Segmentation mask data
+++
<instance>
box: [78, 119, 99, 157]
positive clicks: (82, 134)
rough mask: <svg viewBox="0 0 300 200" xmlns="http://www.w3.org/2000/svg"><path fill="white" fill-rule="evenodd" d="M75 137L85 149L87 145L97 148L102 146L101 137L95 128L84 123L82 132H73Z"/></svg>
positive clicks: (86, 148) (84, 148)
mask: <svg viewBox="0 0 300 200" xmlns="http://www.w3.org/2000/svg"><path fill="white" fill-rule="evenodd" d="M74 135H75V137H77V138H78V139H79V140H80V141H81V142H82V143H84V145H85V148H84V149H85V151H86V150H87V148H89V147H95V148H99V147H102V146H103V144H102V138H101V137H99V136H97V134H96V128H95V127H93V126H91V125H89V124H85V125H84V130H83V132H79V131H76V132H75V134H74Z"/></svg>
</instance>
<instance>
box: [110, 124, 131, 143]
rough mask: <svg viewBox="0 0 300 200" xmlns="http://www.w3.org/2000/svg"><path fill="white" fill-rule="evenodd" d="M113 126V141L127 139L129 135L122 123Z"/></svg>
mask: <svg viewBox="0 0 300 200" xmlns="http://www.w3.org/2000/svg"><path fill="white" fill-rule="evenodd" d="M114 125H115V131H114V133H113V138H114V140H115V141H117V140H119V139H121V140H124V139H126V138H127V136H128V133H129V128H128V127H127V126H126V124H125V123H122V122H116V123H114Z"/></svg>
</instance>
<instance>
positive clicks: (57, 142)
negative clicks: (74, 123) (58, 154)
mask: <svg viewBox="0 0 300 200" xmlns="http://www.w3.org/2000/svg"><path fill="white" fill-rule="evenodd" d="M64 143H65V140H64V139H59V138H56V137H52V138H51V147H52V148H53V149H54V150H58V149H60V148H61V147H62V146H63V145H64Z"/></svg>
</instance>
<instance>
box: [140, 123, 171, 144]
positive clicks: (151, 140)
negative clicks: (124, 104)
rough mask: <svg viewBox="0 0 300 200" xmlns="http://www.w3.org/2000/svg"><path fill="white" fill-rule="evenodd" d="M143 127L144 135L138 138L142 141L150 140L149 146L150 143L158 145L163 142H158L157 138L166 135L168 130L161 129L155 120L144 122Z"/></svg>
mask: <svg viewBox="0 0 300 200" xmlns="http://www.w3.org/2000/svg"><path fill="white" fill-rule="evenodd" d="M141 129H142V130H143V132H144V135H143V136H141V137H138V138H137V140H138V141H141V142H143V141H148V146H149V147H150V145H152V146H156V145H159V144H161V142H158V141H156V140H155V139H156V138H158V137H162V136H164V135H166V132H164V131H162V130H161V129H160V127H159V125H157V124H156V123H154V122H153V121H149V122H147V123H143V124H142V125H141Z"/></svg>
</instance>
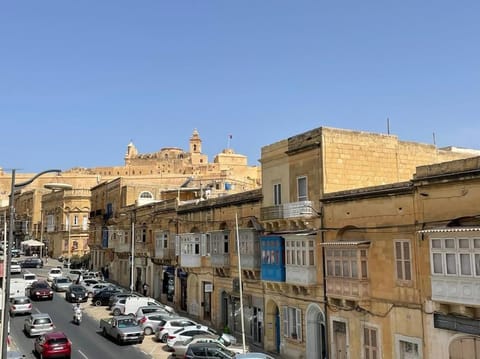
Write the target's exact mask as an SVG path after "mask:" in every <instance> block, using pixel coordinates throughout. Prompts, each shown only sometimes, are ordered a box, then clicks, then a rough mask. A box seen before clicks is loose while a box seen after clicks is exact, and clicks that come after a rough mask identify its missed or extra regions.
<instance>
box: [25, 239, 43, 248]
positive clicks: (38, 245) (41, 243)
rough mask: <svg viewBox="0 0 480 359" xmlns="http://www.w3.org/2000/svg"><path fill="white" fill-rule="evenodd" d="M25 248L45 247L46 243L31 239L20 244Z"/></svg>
mask: <svg viewBox="0 0 480 359" xmlns="http://www.w3.org/2000/svg"><path fill="white" fill-rule="evenodd" d="M20 244H21V245H22V246H24V247H43V246H44V245H45V243H43V242H40V241H37V240H36V239H29V240H28V241H23V242H21V243H20Z"/></svg>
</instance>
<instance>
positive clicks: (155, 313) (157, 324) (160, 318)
mask: <svg viewBox="0 0 480 359" xmlns="http://www.w3.org/2000/svg"><path fill="white" fill-rule="evenodd" d="M169 318H172V315H171V314H168V313H163V312H151V313H145V314H144V315H143V317H141V318H140V319H138V325H139V326H141V327H142V329H143V333H144V334H145V335H152V334H153V333H155V330H156V329H157V327H158V325H159V324H160V323H162V322H163V321H165V320H167V319H169Z"/></svg>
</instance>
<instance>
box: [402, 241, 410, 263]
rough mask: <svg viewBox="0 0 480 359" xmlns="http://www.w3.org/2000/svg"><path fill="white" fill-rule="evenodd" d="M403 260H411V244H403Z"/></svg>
mask: <svg viewBox="0 0 480 359" xmlns="http://www.w3.org/2000/svg"><path fill="white" fill-rule="evenodd" d="M403 259H405V260H407V261H408V260H410V243H408V242H403Z"/></svg>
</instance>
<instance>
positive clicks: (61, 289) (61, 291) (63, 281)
mask: <svg viewBox="0 0 480 359" xmlns="http://www.w3.org/2000/svg"><path fill="white" fill-rule="evenodd" d="M71 285H72V281H71V280H70V279H69V278H67V277H57V278H53V280H52V289H53V290H54V291H55V292H65V291H66V290H67V289H68V287H70V286H71Z"/></svg>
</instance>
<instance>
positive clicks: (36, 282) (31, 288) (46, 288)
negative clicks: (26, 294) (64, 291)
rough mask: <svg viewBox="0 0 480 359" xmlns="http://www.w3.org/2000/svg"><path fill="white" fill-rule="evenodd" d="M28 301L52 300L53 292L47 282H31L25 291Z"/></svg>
mask: <svg viewBox="0 0 480 359" xmlns="http://www.w3.org/2000/svg"><path fill="white" fill-rule="evenodd" d="M27 291H28V296H29V297H30V299H35V300H40V299H47V300H53V290H52V288H51V287H50V285H49V284H48V283H47V281H44V280H37V281H35V282H33V283H32V284H31V285H30V287H28V289H27Z"/></svg>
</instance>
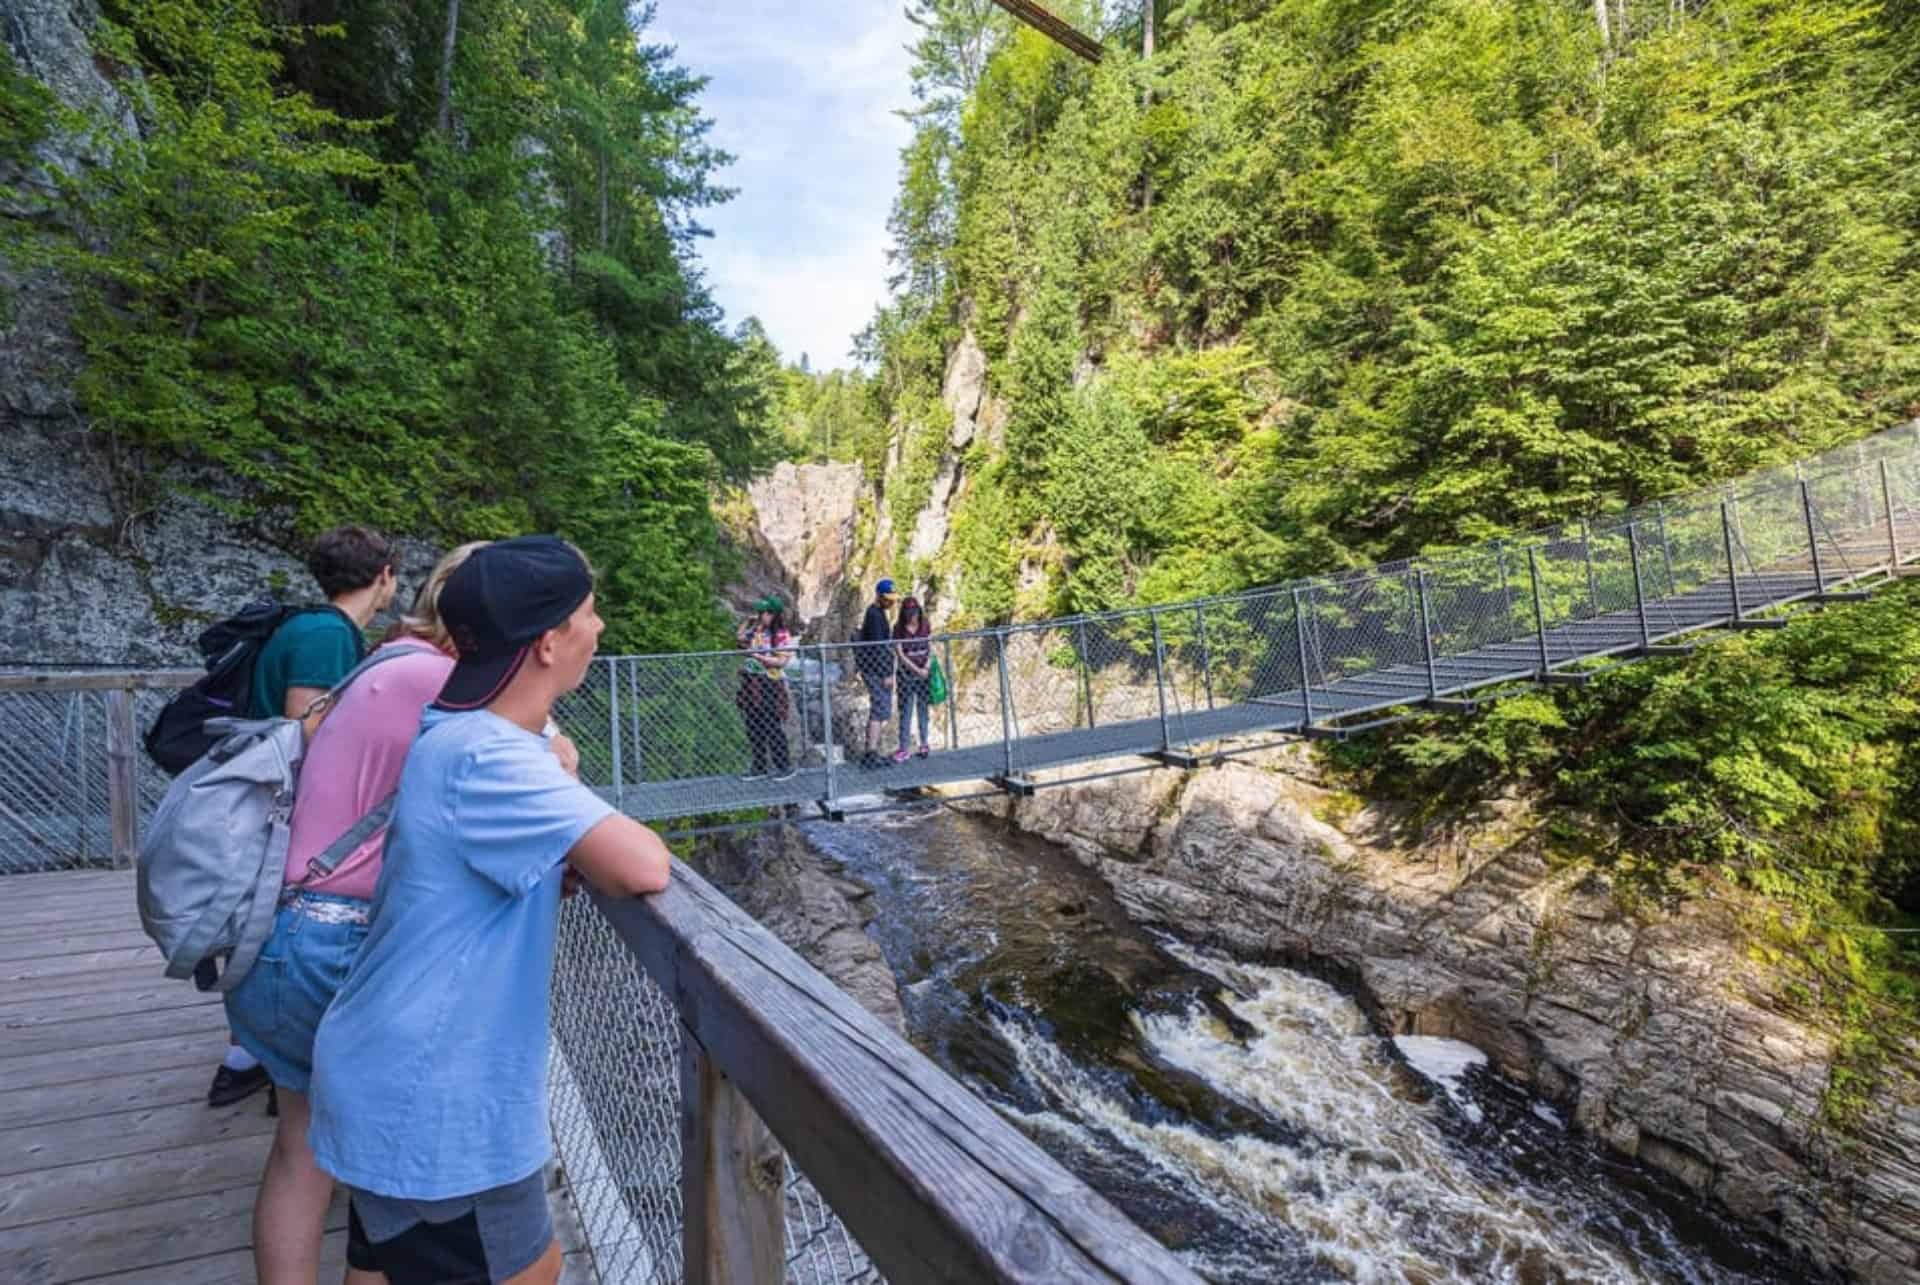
+++
> What this task involves
All lines from the beginning of the entries through the line marked "137L85 149L87 145L97" are to be output exactly; nothing else belongs in the answer.

> Answer space
<instance>
box: [78, 119, 99, 157]
positive clicks: (82, 134)
rough mask: <svg viewBox="0 0 300 200" xmlns="http://www.w3.org/2000/svg"><path fill="white" fill-rule="evenodd" d="M75 137L85 149L87 145L97 148L102 146L101 137L95 128L84 123L82 132H73Z"/></svg>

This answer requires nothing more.